The request —
Reproduce verbatim the material below, starting with the line containing "Exercise. Point out the red painted" and continuing through the line containing "(1162, 188)", with both of those lines included.

# start of The data

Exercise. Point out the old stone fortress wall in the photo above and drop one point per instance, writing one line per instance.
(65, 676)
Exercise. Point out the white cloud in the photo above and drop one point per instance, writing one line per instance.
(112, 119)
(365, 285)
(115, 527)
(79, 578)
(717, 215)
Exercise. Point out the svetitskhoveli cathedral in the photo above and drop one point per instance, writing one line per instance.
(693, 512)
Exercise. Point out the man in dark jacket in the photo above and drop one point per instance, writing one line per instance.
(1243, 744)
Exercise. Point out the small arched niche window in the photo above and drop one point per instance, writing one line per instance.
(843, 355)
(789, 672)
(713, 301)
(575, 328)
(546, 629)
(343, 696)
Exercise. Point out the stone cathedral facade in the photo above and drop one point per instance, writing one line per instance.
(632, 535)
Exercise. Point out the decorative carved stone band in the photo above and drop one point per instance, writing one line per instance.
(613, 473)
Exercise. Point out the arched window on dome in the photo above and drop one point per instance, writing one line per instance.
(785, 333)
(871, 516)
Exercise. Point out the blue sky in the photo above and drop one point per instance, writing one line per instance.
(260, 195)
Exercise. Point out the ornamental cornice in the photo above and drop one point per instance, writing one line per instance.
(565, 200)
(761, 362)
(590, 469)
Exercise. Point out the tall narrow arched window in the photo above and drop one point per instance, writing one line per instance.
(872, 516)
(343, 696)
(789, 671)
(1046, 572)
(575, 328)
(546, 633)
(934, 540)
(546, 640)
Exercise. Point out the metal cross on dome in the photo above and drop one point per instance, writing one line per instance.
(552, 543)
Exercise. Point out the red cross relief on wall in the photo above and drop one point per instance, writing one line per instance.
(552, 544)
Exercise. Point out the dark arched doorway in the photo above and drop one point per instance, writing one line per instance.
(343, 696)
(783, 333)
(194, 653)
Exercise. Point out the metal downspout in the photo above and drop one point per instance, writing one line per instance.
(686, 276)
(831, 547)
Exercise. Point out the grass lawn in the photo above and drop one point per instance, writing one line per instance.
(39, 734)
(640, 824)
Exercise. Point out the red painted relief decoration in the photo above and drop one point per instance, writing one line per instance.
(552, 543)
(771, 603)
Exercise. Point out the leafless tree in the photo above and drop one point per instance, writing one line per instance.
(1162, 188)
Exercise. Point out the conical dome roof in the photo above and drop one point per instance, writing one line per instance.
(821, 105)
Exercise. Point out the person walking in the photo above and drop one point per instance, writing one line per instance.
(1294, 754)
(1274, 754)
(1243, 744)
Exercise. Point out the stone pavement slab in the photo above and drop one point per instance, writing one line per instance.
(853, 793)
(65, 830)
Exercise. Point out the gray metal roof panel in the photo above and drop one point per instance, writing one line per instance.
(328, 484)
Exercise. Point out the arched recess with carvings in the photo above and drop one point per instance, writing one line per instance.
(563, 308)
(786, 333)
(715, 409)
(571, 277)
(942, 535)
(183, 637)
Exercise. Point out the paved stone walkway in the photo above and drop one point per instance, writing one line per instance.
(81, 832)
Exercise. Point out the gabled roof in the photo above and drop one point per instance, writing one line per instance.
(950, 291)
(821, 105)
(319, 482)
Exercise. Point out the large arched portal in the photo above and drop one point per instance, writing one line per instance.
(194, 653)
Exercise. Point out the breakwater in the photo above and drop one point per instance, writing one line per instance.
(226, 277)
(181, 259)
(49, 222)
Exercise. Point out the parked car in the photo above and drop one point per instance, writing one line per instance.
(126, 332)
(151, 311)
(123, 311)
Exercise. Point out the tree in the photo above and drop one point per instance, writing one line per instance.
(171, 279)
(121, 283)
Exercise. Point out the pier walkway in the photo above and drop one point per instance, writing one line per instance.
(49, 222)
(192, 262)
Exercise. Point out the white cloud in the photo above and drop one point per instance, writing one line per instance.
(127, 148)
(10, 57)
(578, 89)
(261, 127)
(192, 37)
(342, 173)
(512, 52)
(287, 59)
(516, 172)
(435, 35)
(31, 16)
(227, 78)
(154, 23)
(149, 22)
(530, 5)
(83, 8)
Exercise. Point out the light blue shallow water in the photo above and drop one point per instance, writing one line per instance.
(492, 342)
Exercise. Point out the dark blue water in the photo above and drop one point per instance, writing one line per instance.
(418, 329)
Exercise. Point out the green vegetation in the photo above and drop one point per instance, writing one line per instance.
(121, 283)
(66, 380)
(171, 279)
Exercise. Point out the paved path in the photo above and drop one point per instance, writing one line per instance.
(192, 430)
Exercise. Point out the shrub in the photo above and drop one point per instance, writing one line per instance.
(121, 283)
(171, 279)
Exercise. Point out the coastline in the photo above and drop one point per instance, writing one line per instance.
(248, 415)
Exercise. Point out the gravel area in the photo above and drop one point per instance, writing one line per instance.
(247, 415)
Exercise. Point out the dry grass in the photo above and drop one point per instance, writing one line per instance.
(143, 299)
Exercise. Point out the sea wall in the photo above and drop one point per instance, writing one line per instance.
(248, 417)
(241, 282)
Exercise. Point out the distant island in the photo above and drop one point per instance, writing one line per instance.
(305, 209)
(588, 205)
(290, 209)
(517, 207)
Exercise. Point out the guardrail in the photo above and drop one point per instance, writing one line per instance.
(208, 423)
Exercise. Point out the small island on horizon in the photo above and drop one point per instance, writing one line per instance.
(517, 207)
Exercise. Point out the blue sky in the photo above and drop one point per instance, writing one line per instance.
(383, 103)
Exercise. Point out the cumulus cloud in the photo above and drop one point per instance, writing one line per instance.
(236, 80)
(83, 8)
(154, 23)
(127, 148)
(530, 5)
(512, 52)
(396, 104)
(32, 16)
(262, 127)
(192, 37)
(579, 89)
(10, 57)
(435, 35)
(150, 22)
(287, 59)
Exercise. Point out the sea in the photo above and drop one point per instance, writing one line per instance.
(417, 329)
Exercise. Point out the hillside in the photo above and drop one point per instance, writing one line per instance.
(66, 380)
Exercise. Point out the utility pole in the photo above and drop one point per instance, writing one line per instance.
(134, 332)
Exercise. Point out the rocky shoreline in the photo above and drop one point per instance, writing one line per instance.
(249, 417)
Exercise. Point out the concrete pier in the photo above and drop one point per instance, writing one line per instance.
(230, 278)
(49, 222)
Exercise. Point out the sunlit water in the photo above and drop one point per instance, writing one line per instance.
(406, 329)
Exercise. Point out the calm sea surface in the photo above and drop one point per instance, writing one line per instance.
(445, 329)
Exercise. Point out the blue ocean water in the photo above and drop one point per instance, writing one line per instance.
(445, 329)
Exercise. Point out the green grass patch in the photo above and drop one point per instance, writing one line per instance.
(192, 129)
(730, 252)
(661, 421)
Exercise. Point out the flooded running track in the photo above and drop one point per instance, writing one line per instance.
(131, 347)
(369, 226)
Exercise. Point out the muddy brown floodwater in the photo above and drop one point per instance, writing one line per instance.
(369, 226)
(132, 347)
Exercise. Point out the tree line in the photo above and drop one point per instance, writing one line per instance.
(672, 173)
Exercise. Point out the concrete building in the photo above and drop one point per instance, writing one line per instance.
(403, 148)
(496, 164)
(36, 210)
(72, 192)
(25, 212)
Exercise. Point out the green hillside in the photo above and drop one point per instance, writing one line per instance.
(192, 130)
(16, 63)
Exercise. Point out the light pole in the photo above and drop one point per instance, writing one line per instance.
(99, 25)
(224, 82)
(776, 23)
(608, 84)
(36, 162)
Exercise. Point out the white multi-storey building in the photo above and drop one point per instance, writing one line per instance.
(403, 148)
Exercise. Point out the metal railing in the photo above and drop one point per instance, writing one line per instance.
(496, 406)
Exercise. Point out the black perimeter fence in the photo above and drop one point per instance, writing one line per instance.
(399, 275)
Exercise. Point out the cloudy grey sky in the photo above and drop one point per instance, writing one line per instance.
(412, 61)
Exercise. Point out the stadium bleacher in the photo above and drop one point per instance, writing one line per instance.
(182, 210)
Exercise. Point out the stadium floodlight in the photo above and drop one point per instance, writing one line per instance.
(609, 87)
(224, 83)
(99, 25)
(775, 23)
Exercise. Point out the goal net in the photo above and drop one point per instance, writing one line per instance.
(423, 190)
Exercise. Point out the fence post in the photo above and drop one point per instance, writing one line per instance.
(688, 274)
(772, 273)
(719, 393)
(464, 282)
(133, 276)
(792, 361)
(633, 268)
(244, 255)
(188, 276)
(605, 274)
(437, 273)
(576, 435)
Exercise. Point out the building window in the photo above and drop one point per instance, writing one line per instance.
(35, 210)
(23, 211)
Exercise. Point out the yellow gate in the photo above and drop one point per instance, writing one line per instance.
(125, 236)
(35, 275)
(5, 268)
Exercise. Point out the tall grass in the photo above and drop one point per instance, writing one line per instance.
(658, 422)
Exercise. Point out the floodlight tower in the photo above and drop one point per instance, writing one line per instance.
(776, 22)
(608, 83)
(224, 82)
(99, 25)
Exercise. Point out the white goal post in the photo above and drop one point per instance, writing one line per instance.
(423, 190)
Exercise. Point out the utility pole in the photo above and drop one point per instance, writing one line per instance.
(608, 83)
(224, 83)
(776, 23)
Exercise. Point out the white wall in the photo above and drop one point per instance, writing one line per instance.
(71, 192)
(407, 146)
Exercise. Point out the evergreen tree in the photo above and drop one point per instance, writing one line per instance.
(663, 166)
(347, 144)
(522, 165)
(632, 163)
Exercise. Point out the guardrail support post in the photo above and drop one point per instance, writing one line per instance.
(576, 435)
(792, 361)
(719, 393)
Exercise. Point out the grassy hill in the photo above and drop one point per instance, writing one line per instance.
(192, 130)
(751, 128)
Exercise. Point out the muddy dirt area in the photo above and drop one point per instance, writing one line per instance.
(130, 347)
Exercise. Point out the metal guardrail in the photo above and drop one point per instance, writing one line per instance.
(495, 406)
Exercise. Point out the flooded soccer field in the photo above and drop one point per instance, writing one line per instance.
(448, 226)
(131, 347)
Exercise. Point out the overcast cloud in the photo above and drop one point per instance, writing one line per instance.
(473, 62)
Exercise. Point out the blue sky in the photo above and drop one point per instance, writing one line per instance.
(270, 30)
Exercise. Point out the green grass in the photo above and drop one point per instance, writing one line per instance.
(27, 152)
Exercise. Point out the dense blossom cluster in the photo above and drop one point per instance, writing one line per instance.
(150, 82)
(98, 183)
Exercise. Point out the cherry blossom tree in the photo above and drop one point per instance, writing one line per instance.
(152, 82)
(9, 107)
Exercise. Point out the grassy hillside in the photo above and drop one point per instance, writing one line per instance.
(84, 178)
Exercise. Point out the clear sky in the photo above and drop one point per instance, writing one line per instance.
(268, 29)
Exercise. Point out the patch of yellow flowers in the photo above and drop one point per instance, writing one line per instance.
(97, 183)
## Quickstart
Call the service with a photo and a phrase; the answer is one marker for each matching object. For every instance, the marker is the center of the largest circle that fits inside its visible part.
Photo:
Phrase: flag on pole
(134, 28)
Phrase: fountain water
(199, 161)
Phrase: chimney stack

# end of The data

Written answer —
Exercise. Point out the red painted relief decoration in the photo above and drop one point per instance, writing one line per instance.
(552, 543)
(771, 603)
Exercise. Point out the leafless tree in the photo above and drop one point per instance, writing one line per instance.
(1162, 188)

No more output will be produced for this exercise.